Collected data:
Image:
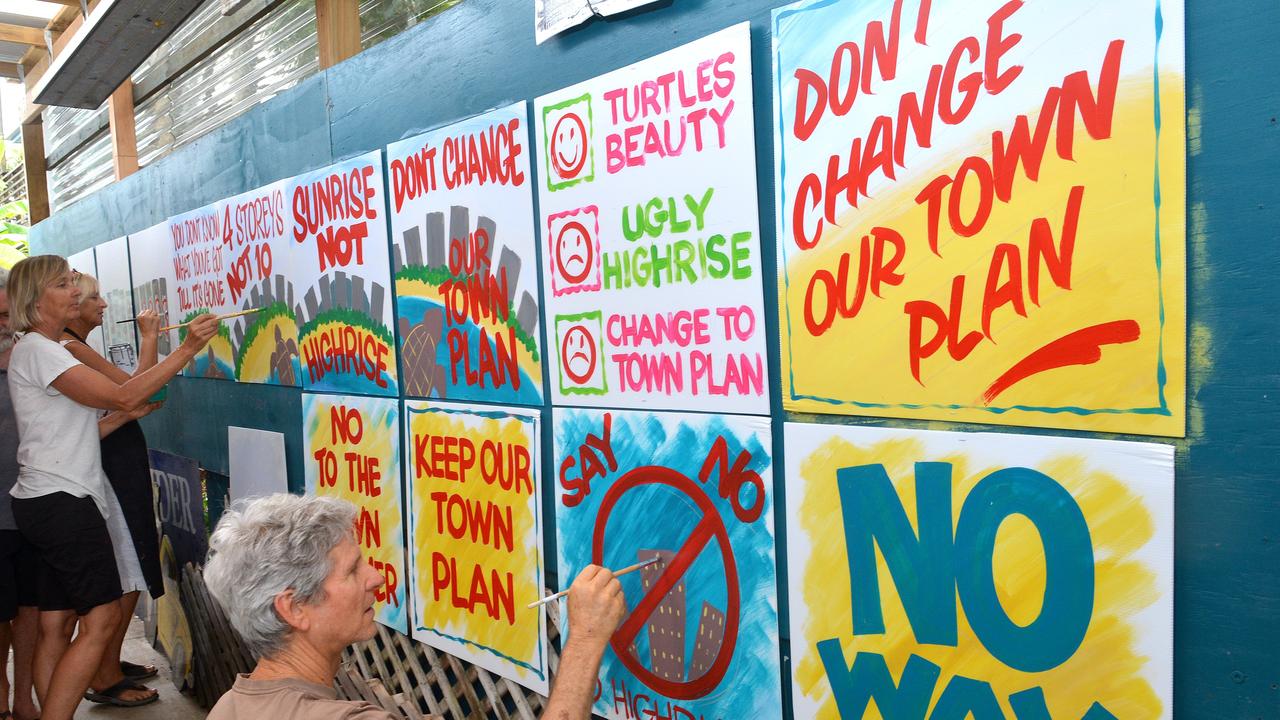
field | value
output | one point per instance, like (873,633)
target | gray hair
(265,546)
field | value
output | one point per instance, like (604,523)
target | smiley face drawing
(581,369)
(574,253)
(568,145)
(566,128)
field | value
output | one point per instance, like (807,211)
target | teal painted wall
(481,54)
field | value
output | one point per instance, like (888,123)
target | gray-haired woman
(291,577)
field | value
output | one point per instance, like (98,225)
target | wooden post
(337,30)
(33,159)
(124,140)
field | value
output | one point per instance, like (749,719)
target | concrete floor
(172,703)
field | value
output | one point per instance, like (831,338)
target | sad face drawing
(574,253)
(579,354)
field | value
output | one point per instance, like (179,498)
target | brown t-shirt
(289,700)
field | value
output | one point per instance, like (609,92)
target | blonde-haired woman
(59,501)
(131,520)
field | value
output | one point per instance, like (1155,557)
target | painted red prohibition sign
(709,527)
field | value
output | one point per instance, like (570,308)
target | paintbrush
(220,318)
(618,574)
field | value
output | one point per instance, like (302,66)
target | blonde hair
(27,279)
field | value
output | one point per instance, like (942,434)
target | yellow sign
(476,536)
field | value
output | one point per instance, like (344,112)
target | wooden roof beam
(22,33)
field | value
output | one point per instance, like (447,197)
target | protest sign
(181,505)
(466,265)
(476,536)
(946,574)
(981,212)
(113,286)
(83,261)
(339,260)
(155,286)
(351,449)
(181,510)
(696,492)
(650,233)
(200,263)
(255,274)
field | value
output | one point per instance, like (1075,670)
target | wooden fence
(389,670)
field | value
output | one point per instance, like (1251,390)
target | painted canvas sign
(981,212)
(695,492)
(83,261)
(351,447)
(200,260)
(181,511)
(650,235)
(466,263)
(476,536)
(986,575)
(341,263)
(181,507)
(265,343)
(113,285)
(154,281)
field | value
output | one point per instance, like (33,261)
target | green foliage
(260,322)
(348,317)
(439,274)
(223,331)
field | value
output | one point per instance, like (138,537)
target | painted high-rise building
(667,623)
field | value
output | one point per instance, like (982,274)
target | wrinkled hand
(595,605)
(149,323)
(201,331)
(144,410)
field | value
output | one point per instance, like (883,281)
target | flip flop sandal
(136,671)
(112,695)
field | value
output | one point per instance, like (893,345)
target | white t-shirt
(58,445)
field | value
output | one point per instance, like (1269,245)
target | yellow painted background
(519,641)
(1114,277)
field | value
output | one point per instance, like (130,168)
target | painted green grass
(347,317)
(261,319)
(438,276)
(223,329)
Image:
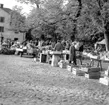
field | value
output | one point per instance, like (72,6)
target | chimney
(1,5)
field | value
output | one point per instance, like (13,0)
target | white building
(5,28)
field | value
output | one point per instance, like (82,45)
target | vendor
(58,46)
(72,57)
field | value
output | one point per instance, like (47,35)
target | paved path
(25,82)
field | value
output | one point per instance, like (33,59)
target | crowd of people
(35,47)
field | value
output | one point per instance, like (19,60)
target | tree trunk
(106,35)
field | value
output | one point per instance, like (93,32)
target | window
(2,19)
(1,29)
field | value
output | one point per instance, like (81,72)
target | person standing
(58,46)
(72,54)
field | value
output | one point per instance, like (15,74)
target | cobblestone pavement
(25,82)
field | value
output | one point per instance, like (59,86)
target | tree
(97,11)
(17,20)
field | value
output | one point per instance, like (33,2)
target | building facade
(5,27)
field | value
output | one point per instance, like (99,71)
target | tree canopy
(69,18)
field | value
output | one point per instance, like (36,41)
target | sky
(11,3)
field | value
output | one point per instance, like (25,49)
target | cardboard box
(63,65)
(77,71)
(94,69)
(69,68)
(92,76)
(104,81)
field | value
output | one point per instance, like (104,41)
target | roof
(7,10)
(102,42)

> _Task to complete_:
Pictures stay out. Repeat only the lines from the beginning of the data through the line that has "output | one point per instance, like (807,211)".

> _Task response_:
Image:
field | value
output | one point per instance, like (873,633)
target | gray hair
(265,546)
field | value
output | one point per instance, like (604,523)
target | smiley face drawing
(581,369)
(574,253)
(568,145)
(566,128)
field | value
output | one point per instance, like (807,211)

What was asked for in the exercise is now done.